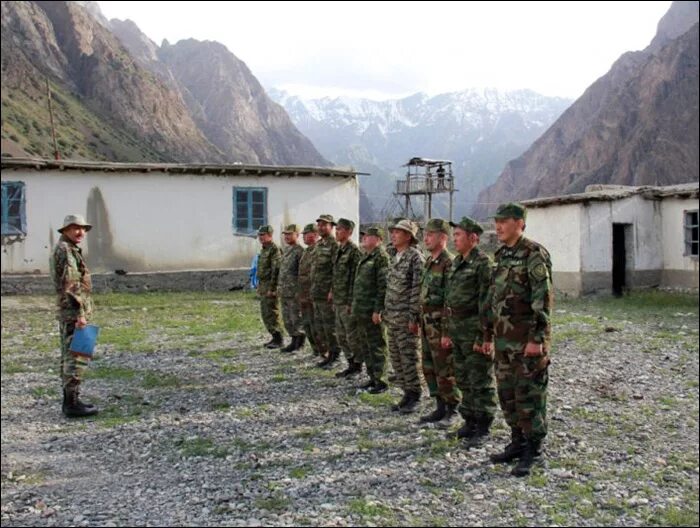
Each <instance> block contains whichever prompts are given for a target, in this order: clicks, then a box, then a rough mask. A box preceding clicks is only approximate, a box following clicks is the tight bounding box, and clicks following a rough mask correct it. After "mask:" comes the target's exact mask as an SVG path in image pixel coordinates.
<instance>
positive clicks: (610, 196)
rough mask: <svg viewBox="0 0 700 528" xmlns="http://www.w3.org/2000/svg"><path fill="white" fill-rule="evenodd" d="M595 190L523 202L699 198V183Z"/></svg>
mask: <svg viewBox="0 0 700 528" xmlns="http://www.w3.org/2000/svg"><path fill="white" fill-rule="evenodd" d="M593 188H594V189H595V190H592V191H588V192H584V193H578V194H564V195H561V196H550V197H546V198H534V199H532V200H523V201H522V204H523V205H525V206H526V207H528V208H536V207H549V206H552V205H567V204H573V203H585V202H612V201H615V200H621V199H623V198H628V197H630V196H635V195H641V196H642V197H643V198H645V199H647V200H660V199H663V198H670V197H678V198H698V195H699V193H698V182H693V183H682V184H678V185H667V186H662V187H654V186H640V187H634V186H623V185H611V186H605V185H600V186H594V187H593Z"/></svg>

-- -- --

* What is required
Once more, give the listing above exactly, leaving each picture out.

* Reply to the exercise
Each <instance> block contains whichever prompts are given for a target, in this order: clicks, then a box, then a rough mask. A box preceding clicks is only approximate, a box following clicks is the tight bounding box, and clicks following a rough mask correct it. After "mask:" comes the target's exact mask as an SVG path in image pixel coordinates.
<instance>
positive clicks: (610, 196)
rough mask: <svg viewBox="0 0 700 528" xmlns="http://www.w3.org/2000/svg"><path fill="white" fill-rule="evenodd" d="M595 190L523 202L699 198V183Z"/></svg>
mask: <svg viewBox="0 0 700 528" xmlns="http://www.w3.org/2000/svg"><path fill="white" fill-rule="evenodd" d="M593 188H594V189H595V190H592V191H588V192H584V193H578V194H564V195H561V196H550V197H546V198H534V199H532V200H523V201H522V204H523V205H525V206H526V207H528V208H536V207H549V206H552V205H567V204H573V203H585V202H612V201H615V200H621V199H623V198H628V197H630V196H635V195H641V196H642V197H643V198H645V199H647V200H660V199H663V198H670V197H678V198H698V195H699V193H698V182H693V183H682V184H678V185H667V186H662V187H654V186H640V187H634V186H623V185H611V186H605V185H600V186H594V187H593Z"/></svg>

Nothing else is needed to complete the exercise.